**EXCERPT**:
************

- Recall that VF Corporation’s long-time CEO unexpectedly left the company in December. The company's December-end quarter results press release quotes Interim President and CEO Benno Dorer saying, “we are shifting resource priorities across the Company, including by reducing the dividend, exploring the sale of non-core assets, cutting costs, and eliminating non-strategic spend.”
- Given VF Corporation's history as an "execution machine", it's a surprise that the company is still struggling with long lead times for distribution and logistics, resulting in higher order cancellations (they can’t meet fill rate requirements) and very high inventory and working capital levels.
- The company's divisional details show that The North Face is holding onto growth, while Vans continues to falter with sales down -13% in the U.S. This is a trend that is expected to continue in the near term.

************

**DATA LISTING**:
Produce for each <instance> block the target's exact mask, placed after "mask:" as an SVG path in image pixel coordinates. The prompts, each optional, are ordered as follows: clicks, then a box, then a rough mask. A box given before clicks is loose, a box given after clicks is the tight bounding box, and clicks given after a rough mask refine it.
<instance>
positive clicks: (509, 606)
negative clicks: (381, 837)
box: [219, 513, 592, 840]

************

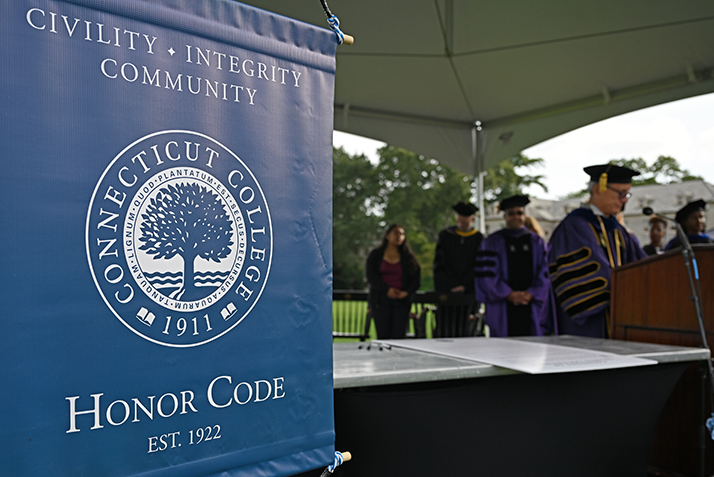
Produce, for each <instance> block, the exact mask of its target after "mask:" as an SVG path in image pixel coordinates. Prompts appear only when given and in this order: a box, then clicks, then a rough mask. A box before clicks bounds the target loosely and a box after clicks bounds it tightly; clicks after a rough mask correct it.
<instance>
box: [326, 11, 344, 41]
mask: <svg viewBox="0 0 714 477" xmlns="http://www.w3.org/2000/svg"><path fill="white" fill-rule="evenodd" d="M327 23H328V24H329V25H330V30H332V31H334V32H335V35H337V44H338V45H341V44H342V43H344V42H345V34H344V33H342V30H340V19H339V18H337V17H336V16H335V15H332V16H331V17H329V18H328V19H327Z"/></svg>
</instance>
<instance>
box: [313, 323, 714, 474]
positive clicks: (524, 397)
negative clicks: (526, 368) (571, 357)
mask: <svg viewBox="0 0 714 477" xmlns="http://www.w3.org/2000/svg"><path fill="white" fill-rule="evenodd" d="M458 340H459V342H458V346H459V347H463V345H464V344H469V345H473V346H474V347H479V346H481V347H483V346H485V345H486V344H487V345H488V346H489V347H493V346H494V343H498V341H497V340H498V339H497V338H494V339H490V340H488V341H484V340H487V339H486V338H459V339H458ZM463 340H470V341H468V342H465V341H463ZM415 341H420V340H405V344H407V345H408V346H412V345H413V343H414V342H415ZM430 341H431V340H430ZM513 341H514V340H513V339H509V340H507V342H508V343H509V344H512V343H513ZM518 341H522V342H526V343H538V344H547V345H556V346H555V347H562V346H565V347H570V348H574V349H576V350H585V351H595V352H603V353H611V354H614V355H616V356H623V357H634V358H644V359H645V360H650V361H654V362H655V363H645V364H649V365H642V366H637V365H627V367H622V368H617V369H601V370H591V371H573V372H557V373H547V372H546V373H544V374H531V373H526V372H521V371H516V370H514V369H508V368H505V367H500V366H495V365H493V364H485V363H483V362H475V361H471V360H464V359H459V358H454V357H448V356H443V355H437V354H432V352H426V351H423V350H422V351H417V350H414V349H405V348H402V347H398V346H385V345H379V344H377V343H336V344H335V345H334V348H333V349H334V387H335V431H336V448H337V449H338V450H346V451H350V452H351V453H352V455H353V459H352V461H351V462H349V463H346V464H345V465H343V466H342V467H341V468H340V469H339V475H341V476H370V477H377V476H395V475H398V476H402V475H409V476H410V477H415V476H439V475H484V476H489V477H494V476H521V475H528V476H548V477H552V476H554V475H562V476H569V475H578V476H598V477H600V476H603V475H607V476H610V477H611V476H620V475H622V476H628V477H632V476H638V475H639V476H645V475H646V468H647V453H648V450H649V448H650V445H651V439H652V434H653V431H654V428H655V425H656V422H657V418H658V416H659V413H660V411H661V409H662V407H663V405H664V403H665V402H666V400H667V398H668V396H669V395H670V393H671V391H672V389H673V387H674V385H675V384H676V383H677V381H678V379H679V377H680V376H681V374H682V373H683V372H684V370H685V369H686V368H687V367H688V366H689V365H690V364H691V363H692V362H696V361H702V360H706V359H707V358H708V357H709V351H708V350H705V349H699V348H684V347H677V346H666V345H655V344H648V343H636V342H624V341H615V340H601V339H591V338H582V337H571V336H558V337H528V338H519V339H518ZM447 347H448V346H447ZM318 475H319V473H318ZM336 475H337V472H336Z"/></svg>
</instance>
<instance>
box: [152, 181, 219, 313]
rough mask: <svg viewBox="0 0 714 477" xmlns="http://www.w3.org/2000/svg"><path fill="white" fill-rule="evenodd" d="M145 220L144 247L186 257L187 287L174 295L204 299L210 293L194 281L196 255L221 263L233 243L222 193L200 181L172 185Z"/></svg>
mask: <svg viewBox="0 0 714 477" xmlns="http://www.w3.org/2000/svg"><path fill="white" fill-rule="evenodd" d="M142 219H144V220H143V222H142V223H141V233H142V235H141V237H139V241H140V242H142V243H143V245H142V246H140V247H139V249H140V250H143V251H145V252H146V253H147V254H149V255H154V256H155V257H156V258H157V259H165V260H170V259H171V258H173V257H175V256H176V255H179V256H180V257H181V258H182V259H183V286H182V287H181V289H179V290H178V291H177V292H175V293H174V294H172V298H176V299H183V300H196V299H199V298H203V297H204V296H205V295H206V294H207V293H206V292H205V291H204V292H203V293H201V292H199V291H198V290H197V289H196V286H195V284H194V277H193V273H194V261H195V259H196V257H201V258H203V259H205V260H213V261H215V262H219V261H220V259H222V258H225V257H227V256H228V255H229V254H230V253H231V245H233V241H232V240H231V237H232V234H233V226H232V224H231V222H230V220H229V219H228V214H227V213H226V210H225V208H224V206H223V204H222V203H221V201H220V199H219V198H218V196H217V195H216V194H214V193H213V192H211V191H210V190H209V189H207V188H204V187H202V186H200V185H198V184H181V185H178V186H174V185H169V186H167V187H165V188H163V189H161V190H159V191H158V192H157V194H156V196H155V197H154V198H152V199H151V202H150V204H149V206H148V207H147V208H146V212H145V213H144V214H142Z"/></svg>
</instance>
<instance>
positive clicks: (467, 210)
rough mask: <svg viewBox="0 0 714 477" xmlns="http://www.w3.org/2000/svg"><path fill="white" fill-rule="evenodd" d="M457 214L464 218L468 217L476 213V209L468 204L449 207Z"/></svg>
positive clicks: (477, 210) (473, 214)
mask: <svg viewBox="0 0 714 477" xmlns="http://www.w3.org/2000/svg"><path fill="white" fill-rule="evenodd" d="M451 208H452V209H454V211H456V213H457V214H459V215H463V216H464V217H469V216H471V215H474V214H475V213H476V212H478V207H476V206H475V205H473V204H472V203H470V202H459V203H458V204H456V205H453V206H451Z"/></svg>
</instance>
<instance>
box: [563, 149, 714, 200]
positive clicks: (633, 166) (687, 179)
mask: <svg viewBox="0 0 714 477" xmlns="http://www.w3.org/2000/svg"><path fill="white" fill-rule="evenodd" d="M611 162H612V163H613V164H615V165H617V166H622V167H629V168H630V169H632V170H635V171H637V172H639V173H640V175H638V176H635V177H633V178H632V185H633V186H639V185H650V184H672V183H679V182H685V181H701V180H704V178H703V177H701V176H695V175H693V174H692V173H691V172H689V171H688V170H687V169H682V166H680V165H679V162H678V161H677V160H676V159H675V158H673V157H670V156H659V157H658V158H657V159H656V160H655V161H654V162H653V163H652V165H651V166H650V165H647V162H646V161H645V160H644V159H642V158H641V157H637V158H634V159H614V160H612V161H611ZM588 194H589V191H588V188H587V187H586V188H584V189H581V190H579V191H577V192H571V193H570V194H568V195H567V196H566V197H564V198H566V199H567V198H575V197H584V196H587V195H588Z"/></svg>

************

**REQUIREMENT 1**: According to the VF Corporation excerpt, who is quoted in the company's December-end quarter results press release?
**REQUIREMENT 2**: Print the VF Corporation excerpt starting at "- Recall that" and ending at "the near term.".
**REQUIREMENT 3**: Write what comes after the last sentence of the VF Corporation excerpt.
The rows play no part in this.

**ANSWER AREA 1**: Benno Dorer, the Interim President and CEO.

**ANSWER AREA 2**:
- Recall that VF Corporation’s long-time CEO unexpectedly left the company in December. The company's December-end quarter results press release quotes Interim President and CEO Benno Dorer saying, “we are shifting resource priorities across the Company, including by reducing the dividend, exploring the sale of non-core assets, cutting costs, and eliminating non-strategic spend.”
- Given VF Corporation's history as an "execution machine", it's a surprise that the company is still struggling with long lead times for distribution and logistics, resulting in higher order cancellations (they can’t meet fill rate requirements) and very high inventory and working capital levels.
- The company's divisional details show that The North Face is holding onto growth, while Vans continues to falter with sales down -13% in the U.S. This is a trend that is expected to continue in the near term.

**ANSWER AREA 3**:
- VF Corp management acknowledges that Vans’ issues are the result of ineffective internal execution; we have highlighted that they are losing meaningful market share to brands like Nike, Converse, Cariuma, New Balance, and others. In December, Vans brought on a new Chief Product and Merchandising Officer and a new Chief Digital Officer.
- Management called out weak store traffic as a headwind for Vans. The chart below shows Vans versus Foot Locker, which represents a proxy for footwear retail category. Of note, this is only for single-story street-facing locations. As such, we would not expect the absolute level of traffic declines to be representative of averages for all U.S. locations for Vans and Foot Locker. However, we believe the relative relationship between the two to be a good representation of Vans’ brand challenges.
- The figure below shows Google search interest for Vans and New Balance over the past five years. Incredibly, Vans has slid by over -50% and New Balance now exceeds Vans.